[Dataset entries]
● ● ● ●

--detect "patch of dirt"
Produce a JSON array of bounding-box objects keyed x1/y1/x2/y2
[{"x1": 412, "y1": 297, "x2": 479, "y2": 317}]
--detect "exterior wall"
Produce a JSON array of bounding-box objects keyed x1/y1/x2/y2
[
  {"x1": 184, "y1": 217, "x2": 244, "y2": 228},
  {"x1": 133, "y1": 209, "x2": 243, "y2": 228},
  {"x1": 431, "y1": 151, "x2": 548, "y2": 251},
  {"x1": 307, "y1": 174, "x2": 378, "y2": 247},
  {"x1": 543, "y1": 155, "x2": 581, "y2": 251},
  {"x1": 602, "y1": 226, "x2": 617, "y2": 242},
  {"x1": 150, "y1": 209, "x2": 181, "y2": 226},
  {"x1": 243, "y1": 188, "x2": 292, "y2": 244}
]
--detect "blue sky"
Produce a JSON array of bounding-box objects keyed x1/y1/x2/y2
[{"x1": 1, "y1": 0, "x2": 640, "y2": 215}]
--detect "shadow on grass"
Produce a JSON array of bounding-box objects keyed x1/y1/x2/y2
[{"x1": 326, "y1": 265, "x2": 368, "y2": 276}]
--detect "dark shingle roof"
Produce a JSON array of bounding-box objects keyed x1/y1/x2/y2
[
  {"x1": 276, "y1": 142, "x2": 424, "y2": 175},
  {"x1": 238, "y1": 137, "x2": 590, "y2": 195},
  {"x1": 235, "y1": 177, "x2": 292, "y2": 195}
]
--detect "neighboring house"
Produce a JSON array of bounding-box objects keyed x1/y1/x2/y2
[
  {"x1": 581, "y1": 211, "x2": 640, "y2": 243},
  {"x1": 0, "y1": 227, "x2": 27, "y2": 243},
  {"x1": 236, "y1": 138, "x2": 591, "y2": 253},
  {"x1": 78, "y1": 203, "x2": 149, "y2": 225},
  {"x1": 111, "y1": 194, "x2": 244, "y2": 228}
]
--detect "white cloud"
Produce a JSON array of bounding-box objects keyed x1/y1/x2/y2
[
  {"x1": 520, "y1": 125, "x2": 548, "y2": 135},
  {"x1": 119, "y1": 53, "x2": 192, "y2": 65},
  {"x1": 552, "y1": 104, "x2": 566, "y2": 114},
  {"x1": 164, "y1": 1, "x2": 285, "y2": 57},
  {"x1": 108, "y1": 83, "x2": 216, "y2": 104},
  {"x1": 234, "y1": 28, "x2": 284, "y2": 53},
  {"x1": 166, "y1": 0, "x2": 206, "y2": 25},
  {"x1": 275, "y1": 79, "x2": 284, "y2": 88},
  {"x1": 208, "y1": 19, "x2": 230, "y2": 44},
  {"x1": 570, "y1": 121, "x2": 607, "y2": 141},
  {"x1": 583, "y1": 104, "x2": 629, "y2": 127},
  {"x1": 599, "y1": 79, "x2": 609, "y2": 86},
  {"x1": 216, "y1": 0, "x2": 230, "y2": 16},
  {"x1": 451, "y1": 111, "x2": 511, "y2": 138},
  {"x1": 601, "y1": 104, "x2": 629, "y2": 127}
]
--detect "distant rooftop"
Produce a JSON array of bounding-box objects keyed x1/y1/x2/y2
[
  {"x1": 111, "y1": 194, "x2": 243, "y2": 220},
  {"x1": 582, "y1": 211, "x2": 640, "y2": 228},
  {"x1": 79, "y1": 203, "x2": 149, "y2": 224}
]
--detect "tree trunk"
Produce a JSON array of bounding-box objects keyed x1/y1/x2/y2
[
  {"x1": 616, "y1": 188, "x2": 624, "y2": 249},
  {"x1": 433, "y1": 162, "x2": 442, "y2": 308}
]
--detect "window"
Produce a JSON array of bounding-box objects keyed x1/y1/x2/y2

● ● ● ●

BRIEF: Each entry must be reproduced exactly, with nothing added or dropped.

SOLUTION TO THE EXERCISE:
--detect "patch of dirt"
Produce a JSON array of bounding-box objects keyed x1/y1/x2/y2
[{"x1": 412, "y1": 297, "x2": 479, "y2": 317}]
--detect "exterior wall"
Produce a JSON array of bounding-box objects keyed x1/y1/x2/y2
[
  {"x1": 184, "y1": 217, "x2": 244, "y2": 228},
  {"x1": 133, "y1": 209, "x2": 243, "y2": 228},
  {"x1": 431, "y1": 151, "x2": 548, "y2": 251},
  {"x1": 307, "y1": 174, "x2": 378, "y2": 247},
  {"x1": 543, "y1": 155, "x2": 581, "y2": 251},
  {"x1": 602, "y1": 226, "x2": 617, "y2": 242},
  {"x1": 150, "y1": 209, "x2": 181, "y2": 226},
  {"x1": 243, "y1": 188, "x2": 292, "y2": 244}
]
--detect "blue sky"
Produce a JSON array of bounding-box objects keyed x1/y1/x2/y2
[{"x1": 1, "y1": 0, "x2": 640, "y2": 215}]
--detect "shadow on grass"
Produce a JSON array of bounding-box objects keyed x1/y1/x2/y2
[{"x1": 326, "y1": 265, "x2": 368, "y2": 276}]
--detect "dark shingle roof"
Produce a JSON array of bounding-box objects keyed x1/y1/x2/y2
[
  {"x1": 276, "y1": 142, "x2": 424, "y2": 175},
  {"x1": 238, "y1": 137, "x2": 590, "y2": 195},
  {"x1": 235, "y1": 177, "x2": 292, "y2": 195}
]
--detect "neighboring house"
Produce a JSON array of bounding-box objects keyed x1/y1/x2/y2
[
  {"x1": 581, "y1": 211, "x2": 640, "y2": 243},
  {"x1": 0, "y1": 227, "x2": 27, "y2": 243},
  {"x1": 236, "y1": 138, "x2": 591, "y2": 253},
  {"x1": 78, "y1": 203, "x2": 149, "y2": 225},
  {"x1": 111, "y1": 194, "x2": 244, "y2": 228}
]
--detect "white cloud"
Produce a JSON array of bounding-box objects keyed x1/y1/x2/y2
[
  {"x1": 520, "y1": 125, "x2": 548, "y2": 135},
  {"x1": 119, "y1": 53, "x2": 192, "y2": 65},
  {"x1": 552, "y1": 104, "x2": 566, "y2": 114},
  {"x1": 164, "y1": 1, "x2": 285, "y2": 57},
  {"x1": 108, "y1": 83, "x2": 216, "y2": 104},
  {"x1": 234, "y1": 28, "x2": 284, "y2": 53},
  {"x1": 166, "y1": 0, "x2": 206, "y2": 25},
  {"x1": 275, "y1": 79, "x2": 284, "y2": 88},
  {"x1": 208, "y1": 19, "x2": 230, "y2": 44},
  {"x1": 570, "y1": 121, "x2": 607, "y2": 141},
  {"x1": 583, "y1": 104, "x2": 629, "y2": 127},
  {"x1": 599, "y1": 79, "x2": 609, "y2": 86},
  {"x1": 216, "y1": 0, "x2": 230, "y2": 16},
  {"x1": 451, "y1": 111, "x2": 511, "y2": 138},
  {"x1": 601, "y1": 104, "x2": 629, "y2": 127}
]
--detect "distant rooftop"
Produce a JSON array of bounding-box objects keyed x1/y1/x2/y2
[
  {"x1": 111, "y1": 194, "x2": 243, "y2": 220},
  {"x1": 582, "y1": 211, "x2": 640, "y2": 228},
  {"x1": 79, "y1": 203, "x2": 149, "y2": 224}
]
--detect "tree trunk"
Produce a JSON array of bounding-box objects keyed x1/y1/x2/y2
[
  {"x1": 616, "y1": 188, "x2": 624, "y2": 249},
  {"x1": 433, "y1": 162, "x2": 442, "y2": 308}
]
--detect "window"
Produce a JSON array of bounding-box objects keyed x1/y1/x2/y2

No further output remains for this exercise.